Instructions to follow: Which lines in the records below contain the word "short"? Return each of them.

Stored dataset items
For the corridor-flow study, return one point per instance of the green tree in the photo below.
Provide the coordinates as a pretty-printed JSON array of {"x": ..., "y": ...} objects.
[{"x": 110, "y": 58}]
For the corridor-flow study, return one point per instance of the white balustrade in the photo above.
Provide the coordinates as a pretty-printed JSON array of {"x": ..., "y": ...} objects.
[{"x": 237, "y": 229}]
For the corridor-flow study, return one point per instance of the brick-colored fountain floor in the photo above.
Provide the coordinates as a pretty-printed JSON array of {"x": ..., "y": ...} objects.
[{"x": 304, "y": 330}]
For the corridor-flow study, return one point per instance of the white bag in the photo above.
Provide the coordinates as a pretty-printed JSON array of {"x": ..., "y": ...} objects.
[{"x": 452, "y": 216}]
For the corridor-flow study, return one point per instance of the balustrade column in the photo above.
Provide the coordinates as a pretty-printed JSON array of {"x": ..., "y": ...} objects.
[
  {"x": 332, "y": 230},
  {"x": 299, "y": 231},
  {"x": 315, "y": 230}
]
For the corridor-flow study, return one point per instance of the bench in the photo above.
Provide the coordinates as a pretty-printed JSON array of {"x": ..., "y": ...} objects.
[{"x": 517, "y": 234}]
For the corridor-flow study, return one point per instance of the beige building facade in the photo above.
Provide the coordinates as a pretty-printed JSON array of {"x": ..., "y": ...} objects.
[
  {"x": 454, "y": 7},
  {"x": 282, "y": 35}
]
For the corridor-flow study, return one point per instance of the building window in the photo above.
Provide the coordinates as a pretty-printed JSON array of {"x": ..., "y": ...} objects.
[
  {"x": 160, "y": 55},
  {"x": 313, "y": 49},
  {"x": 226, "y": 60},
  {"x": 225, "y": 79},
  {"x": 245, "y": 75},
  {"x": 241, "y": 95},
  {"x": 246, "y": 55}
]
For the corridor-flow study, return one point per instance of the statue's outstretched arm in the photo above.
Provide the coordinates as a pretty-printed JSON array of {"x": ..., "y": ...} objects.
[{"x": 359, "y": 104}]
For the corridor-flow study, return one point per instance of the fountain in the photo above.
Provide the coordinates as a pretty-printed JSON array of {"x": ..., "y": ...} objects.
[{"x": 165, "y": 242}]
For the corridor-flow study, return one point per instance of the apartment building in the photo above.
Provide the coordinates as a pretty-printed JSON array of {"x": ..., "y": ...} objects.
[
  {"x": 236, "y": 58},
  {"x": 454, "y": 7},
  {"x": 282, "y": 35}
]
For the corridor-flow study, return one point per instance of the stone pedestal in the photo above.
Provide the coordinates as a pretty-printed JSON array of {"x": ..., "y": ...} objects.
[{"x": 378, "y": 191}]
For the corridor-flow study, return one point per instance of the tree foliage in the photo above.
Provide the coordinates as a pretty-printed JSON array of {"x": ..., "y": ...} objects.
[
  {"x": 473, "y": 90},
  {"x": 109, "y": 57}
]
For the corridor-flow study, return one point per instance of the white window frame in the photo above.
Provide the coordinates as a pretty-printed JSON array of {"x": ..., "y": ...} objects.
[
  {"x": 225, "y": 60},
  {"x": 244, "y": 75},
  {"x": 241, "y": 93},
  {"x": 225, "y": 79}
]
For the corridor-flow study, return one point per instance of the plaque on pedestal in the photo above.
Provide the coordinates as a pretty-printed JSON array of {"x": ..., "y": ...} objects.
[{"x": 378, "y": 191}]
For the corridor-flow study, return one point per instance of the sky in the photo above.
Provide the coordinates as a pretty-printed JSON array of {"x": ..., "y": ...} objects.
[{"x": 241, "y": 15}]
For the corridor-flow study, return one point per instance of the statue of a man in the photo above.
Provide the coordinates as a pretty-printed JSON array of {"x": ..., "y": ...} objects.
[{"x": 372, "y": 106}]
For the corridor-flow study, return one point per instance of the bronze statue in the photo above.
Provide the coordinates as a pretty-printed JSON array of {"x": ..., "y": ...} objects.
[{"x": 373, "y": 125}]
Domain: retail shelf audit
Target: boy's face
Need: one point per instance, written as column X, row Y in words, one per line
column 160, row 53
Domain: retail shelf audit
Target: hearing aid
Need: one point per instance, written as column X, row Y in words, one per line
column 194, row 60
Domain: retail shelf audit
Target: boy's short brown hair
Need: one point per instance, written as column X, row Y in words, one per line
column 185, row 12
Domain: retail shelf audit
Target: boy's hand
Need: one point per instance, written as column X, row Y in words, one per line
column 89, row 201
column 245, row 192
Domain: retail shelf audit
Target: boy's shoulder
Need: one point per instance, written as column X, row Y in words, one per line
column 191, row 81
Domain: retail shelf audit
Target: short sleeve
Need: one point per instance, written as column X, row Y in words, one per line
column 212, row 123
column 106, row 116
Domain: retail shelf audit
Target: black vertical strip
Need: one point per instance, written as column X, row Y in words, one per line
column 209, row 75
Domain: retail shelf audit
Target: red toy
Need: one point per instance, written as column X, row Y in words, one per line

Result:
Target: boy's short brown hair
Target: short sleeve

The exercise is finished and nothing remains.